Collected data entries
..............................

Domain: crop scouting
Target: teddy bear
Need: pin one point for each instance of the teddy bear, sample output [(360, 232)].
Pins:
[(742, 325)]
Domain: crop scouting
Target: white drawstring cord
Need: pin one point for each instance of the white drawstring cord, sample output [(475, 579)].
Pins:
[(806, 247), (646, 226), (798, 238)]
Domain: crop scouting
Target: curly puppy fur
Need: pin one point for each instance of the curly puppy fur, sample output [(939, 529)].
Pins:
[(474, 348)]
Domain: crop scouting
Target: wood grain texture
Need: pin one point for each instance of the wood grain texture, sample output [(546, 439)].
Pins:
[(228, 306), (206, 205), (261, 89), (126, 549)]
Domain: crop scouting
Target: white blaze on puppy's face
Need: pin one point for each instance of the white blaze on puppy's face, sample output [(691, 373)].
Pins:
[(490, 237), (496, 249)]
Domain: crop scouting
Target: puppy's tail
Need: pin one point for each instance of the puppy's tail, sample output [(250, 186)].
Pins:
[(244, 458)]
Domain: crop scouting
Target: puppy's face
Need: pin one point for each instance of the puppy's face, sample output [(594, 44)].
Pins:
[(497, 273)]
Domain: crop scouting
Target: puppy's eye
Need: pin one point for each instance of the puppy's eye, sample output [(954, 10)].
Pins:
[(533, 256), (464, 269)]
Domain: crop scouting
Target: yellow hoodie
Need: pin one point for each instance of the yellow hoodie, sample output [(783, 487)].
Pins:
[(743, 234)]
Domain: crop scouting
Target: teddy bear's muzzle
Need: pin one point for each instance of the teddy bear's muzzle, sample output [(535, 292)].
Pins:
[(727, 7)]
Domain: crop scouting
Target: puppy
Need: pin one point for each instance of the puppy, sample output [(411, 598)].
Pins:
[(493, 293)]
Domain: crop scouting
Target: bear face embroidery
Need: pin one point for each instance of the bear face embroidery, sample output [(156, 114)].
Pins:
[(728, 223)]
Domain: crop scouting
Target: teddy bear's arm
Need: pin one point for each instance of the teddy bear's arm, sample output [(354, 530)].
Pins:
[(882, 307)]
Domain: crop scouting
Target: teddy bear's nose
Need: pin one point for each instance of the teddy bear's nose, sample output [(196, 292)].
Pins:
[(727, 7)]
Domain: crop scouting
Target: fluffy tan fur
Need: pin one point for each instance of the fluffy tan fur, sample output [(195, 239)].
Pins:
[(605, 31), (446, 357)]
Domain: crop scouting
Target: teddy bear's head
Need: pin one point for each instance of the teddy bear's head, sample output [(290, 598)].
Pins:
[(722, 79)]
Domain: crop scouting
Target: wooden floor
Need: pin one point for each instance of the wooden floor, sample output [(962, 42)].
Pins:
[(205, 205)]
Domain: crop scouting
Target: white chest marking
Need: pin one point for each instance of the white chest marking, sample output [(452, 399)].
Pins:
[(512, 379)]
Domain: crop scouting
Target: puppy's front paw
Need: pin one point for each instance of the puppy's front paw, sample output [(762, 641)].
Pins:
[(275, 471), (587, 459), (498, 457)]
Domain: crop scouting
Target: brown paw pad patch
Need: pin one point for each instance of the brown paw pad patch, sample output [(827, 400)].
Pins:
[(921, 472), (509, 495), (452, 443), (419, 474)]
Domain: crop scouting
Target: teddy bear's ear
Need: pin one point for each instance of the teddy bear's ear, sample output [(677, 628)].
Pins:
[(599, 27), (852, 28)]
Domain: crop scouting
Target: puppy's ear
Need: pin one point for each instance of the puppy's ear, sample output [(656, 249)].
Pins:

..............................

* Problem statement
Your task is to extract all of the records exactly.

* Final answer
Domain: crop scouting
Target: teddy bear
Need: pin one point for each instance of the teddy bear, sample output [(360, 232)].
Pins:
[(742, 325)]
Domain: crop scouting
Target: white drawstring cord
Need: pin one point for each instance of the white drawstring cord, sample output [(475, 579)].
Pins:
[(806, 247), (646, 226), (798, 238)]
Domain: crop scouting
Target: curly puppy fur
Need: pin one point for each instance of the curly puppy fur, sample output [(939, 529)].
Pins:
[(474, 348)]
Domain: crop scouting
Target: wood grain texture
Need: pin one point for each instance of the wood grain texture, sample output [(546, 439)].
Pins:
[(228, 306), (206, 205), (261, 89), (126, 549)]
Domain: crop scouting
Target: white blaze on puppy's face
Need: pin one point for each instance of the white blaze on puppy's face, sample output [(691, 373)].
Pins:
[(490, 237), (496, 249)]
Domain: crop scouting
Target: puppy's tail
Need: pin one point for each instance of the puppy's tail, sample output [(250, 186)].
Pins:
[(244, 458)]
Domain: crop scouting
Target: puppy's face
Need: pin one point for each instance of the puppy's face, sample output [(594, 44)].
Pins:
[(497, 273)]
Domain: crop scouting
Target: puppy's eye
Need: pin one point for each instance of the puppy's eye, sample output [(954, 10)].
Pins:
[(533, 256), (464, 269)]
Domain: crop scouting
Target: yellow hoodie
Need: pin one point for each instance of the yellow hoodie, sample output [(783, 487)].
Pins:
[(743, 234)]
Domain: crop scouting
Target: teddy bear's muzzle
Need: pin one point for each instance of the teddy bear's muzzle, sample output [(535, 292)].
Pins:
[(727, 7)]
Domain: crop scouting
Target: puppy
Need: pin one point for each instance of the puppy, sample output [(411, 598)].
Pins:
[(493, 293)]
Domain: crop scouting
Target: bear face embroidery
Need: pin one point for each instance of the bear face embroidery, sample output [(156, 114)].
Pins:
[(728, 223)]
Domain: crop scouting
Target: teddy bear's arm
Need: pin one point for each instance of the teddy bear's arm, sample output [(354, 530)].
Pins:
[(882, 307)]
Domain: crop scouting
Target: teddy bear's nose
Need: pin one point for each instance of the teddy bear's nose, sample output [(196, 292)].
Pins:
[(727, 7)]
Domain: crop scouting
Target: fluffy tan fur
Need: pin one point for each instance of the fluffy tan fur, sample output [(195, 239)].
Pins:
[(605, 31), (446, 357)]
Domain: crop scouting
Target: teddy bear's head
Need: pin one point for each instance of the teddy bear's head, sample output [(290, 598)].
Pins:
[(722, 79)]
Domain: crop scouting
Target: wooden floor
Need: pin one point for each instance of the wooden floor, sample output [(962, 42)].
Pins:
[(205, 205)]
Domain: crop scouting
Target: white chest marking
Need: pin one point for each instance of the white chest marking, sample output [(452, 399)].
Pins:
[(512, 379)]
Domain: crop scouting
Target: puppy's front paw
Need: pin one point for each instance of the puppy's front paw, sample output [(762, 641)].
Pins:
[(275, 471), (587, 459), (498, 457)]
Domain: crop scouting
Target: brown paw pad patch
Need: pin one point for each instance of the brown paw pad patch, sample output [(827, 400)].
Pins:
[(921, 472), (509, 495), (452, 443), (419, 474)]
Domain: crop scouting
Target: teddy bear's ear
Need: pin one point for each instance of the teddy bear's ear, sample output [(677, 628)].
Pins:
[(599, 27), (852, 28)]
Domain: crop scouting
Target: puppy's ear
Need: pin one point for each instance of the puppy's ear, sample output [(656, 249)].
Pins:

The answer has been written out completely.